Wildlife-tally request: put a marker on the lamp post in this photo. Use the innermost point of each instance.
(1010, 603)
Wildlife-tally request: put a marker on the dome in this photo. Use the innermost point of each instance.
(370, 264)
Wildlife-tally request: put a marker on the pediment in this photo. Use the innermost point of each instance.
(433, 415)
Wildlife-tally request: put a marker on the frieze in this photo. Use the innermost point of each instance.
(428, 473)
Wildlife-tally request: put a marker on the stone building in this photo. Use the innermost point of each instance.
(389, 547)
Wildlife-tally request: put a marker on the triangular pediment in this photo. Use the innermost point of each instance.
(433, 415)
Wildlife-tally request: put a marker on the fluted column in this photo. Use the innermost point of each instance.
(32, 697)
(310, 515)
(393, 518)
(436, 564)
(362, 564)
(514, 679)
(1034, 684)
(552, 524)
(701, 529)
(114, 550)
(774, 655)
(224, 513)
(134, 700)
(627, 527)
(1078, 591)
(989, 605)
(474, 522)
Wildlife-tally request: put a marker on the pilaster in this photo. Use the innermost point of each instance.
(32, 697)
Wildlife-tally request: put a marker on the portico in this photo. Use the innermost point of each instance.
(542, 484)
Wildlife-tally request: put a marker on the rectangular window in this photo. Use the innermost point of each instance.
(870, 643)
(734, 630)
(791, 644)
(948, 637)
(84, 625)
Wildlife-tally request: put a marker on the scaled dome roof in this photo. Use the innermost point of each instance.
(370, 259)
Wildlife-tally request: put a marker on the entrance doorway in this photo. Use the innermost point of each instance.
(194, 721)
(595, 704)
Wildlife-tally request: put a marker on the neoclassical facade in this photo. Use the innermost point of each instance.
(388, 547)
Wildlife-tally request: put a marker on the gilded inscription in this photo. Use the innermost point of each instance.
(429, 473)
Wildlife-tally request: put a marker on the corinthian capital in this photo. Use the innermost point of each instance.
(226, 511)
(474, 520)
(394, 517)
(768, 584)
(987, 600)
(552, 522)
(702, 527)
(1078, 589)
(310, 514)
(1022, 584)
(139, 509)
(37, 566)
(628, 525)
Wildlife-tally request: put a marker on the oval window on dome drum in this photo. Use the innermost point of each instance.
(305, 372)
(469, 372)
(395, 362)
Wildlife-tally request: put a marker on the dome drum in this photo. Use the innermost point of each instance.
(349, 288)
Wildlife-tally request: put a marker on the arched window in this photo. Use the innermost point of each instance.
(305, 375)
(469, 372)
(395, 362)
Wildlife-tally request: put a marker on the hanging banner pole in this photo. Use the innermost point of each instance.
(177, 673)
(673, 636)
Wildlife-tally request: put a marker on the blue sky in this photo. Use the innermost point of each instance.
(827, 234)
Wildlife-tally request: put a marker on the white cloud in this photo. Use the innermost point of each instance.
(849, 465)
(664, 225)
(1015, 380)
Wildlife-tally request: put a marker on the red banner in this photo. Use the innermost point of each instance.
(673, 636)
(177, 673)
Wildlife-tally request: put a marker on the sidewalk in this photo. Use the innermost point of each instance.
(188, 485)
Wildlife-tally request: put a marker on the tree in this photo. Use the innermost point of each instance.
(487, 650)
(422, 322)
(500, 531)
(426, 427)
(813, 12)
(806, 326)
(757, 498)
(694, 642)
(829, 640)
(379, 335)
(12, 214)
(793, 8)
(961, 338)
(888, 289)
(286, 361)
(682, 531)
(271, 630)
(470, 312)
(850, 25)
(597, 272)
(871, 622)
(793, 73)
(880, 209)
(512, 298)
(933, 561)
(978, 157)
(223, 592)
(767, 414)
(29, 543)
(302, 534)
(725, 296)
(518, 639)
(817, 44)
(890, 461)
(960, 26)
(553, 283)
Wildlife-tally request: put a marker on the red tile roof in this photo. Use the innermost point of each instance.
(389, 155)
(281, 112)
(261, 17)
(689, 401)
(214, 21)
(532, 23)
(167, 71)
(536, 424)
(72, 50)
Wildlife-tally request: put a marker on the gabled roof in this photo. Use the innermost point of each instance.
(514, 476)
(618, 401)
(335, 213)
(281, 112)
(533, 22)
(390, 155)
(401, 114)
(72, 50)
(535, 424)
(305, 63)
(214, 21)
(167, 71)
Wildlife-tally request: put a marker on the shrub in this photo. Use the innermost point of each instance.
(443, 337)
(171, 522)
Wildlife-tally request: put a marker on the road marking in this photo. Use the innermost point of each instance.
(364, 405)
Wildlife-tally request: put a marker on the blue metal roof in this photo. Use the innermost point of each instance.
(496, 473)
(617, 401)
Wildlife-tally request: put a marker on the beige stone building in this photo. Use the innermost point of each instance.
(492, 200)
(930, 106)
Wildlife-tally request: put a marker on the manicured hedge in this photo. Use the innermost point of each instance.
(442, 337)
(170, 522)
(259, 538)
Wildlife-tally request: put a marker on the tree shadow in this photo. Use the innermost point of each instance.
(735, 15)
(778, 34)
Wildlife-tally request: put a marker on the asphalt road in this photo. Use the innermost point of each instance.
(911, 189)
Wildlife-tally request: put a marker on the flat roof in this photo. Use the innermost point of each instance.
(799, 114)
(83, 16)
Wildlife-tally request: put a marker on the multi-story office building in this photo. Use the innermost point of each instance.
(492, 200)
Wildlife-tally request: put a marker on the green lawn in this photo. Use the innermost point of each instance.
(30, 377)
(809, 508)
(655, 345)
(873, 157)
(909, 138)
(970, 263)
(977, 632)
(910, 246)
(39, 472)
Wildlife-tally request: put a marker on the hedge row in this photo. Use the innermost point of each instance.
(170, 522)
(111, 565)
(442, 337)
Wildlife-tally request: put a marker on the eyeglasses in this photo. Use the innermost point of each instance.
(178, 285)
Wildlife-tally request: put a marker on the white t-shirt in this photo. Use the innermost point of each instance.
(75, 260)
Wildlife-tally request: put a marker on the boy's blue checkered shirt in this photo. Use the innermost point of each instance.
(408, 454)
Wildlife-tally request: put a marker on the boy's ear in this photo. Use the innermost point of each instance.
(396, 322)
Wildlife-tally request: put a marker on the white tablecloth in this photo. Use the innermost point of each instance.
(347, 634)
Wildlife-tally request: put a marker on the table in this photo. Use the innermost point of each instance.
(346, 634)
◇ ◇ ◇ ◇ ◇ ◇ ◇
▸ Given request:
Print all of the records above word for word, leaving every line unchanged.

▸ In response:
Wildlife-tally request: put a marker on the lamp post in this photo. Use the innermost point of each instance.
(1010, 603)
Wildlife-tally request: put a marker on the dome in this photo. Use the innermost point of each instance.
(370, 264)
Wildlife-tally request: put a marker on the pediment in this photo. Use the innermost point of each instance.
(433, 415)
Wildlife-tally request: put a marker on the frieze in this photo. Use the innermost point of each instance.
(428, 473)
Wildlife-tally request: put a marker on the stone building in this photo. Use the innermost point of each instance.
(389, 547)
Wildlife-tally request: put a marker on the triangular pediment in this photo. Use the innermost point of each instance.
(433, 415)
Wildlife-tally request: put a marker on the fluted column in this photo. Use the innermost point of each instance.
(32, 697)
(310, 515)
(393, 518)
(436, 564)
(362, 564)
(514, 679)
(1034, 684)
(552, 524)
(701, 529)
(114, 550)
(774, 655)
(224, 513)
(134, 700)
(627, 527)
(1078, 591)
(989, 605)
(474, 522)
Wildlife-tally request: put a marker on the pilaster in this photo. Use the innermost point of each instance.
(32, 697)
Wildlife-tally request: put a marker on the portico in this photo. Use the innermost point of each instance.
(542, 484)
Wildlife-tally request: put a marker on the rectangular window in this photo. Use the innermost point of each instance.
(870, 643)
(734, 630)
(791, 644)
(948, 637)
(84, 625)
Wildlife-tally request: put a marker on the scaled dome roof in this photo. Use the innermost point of each instance.
(370, 259)
Wildlife-tally request: put a marker on the entrance doorway in this photo. Use the innermost point of each instance.
(194, 721)
(595, 704)
Wildlife-tally request: put a marker on the neoclassical facade in this photo. Use the innermost point of each instance.
(388, 547)
Wildlife-tally request: put a marker on the gilded inscription in this photo. Use the innermost point of each instance.
(429, 473)
Wildlife-tally request: put a marker on the corinthian capital in this photo. Use the innermost point of each instance.
(226, 511)
(474, 520)
(394, 517)
(768, 584)
(987, 600)
(552, 522)
(702, 527)
(1078, 589)
(310, 514)
(1022, 584)
(139, 509)
(37, 566)
(628, 525)
Wildlife-tally request: put a marker on the oval window on dome drum in this photo. Use the innermost point of each instance.
(305, 372)
(469, 372)
(395, 362)
Wildlife-tally request: put a marker on the dome drum in this photo. Use the innermost point of each instance.
(349, 288)
Wildlife-tally request: put a marker on the arched window in this photo. Use the innermost point of each instance.
(305, 375)
(469, 372)
(395, 362)
Wildlife-tally request: put a marker on the hanging banner pole in this photo. Use the innermost point of each instance.
(177, 673)
(673, 636)
Wildlife-tally request: put a marker on the blue sky in this photo. Use the innermost point of each instance.
(827, 234)
Wildlife-tally request: put a marker on the white cloud in this photo. Use the innermost point of each instance.
(849, 465)
(664, 225)
(1015, 380)
Wildlife-tally request: put a marker on the red banner in this photo. Use the innermost point of each instance.
(673, 636)
(177, 673)
Wildlife-tally request: put a marker on the sidewalk in this photo. Use the innermost point of each instance.
(188, 485)
Wildlife-tally request: put a marker on the tree in this photo. Use the innermost point of each instance.
(487, 650)
(422, 322)
(500, 531)
(426, 427)
(813, 12)
(806, 326)
(757, 498)
(694, 642)
(829, 640)
(379, 335)
(12, 214)
(793, 8)
(961, 338)
(888, 289)
(286, 361)
(682, 531)
(271, 630)
(470, 312)
(850, 25)
(597, 272)
(871, 622)
(793, 73)
(880, 209)
(512, 298)
(933, 561)
(978, 157)
(223, 592)
(767, 414)
(29, 543)
(302, 534)
(725, 296)
(518, 639)
(817, 44)
(890, 461)
(960, 26)
(553, 283)
Wildlife-tally request: put a marker on the red tile roof in this photo. Use the innermost point of each instance.
(389, 155)
(281, 112)
(261, 17)
(689, 401)
(214, 21)
(532, 23)
(167, 71)
(536, 424)
(72, 50)
Wildlife-tally request: put a marker on the gabled roof in this photo. Use the innermost point of each instance.
(514, 476)
(618, 401)
(335, 213)
(281, 112)
(533, 22)
(390, 155)
(401, 114)
(72, 50)
(535, 424)
(305, 63)
(214, 21)
(167, 71)
Wildlife-tally request: put a marker on the shrub in this photo. Use the innermost point of each instance.
(443, 337)
(171, 522)
Wildlife-tally request: put a marker on the road marking in this photo. Use the innermost point of each instance.
(364, 405)
Wildlife-tally request: put a marker on the blue metal roof in this photo. Use the innermost point of each instance.
(496, 473)
(617, 401)
Wildlife-tally request: put a marker on the beige stone building in this photo. Use the innermost point of each instance.
(492, 200)
(930, 106)
Wildlife-tally request: put a marker on the manicured hedge in this photo. Use the innermost point of each instance.
(442, 337)
(170, 522)
(259, 538)
Wildlife-tally request: put a marker on the tree shadow in this photo. Use the innermost point of each instance.
(735, 15)
(778, 34)
Wildlife-tally request: put a marker on the asphalt road in this photo. Use the innermost point of each instance.
(911, 189)
Wildlife-tally request: put a marker on the flat roof in this photo. Use the innermost point of each instance.
(799, 114)
(83, 16)
Wildlife-tally request: put a marker on the multi-story office building in this photo. Use the innermost point of each instance.
(492, 200)
Wildlife-tally request: put a marker on the green lawn in this photo. Use the innermost point of each instance.
(30, 377)
(809, 508)
(655, 345)
(873, 157)
(909, 138)
(970, 263)
(977, 632)
(910, 246)
(39, 472)
Wildlife-tally request: put a marker on the hedge row in this photo. Use the innermost point of each instance.
(170, 522)
(111, 565)
(442, 337)
Wildlife-tally request: put a marker on the eyeglasses in this photo. Use the innermost point of each instance.
(178, 285)
Wildlife-tally request: put a marker on the white t-shirt in this photo. Use the innermost point of each instance.
(75, 260)
Wildlife-tally request: put a marker on the boy's blue checkered shirt in this photo. Use the innermost point of each instance.
(408, 454)
Wildlife-tally request: put a marker on the boy's ear in this photo. Use the innermost point of each instance.
(396, 322)
Wildlife-tally request: put a marker on the white tablecloth in this photo. Use the innermost point of each instance.
(347, 634)
Wildlife-tally request: put a marker on the table in this photo. Use the innermost point of each instance.
(346, 634)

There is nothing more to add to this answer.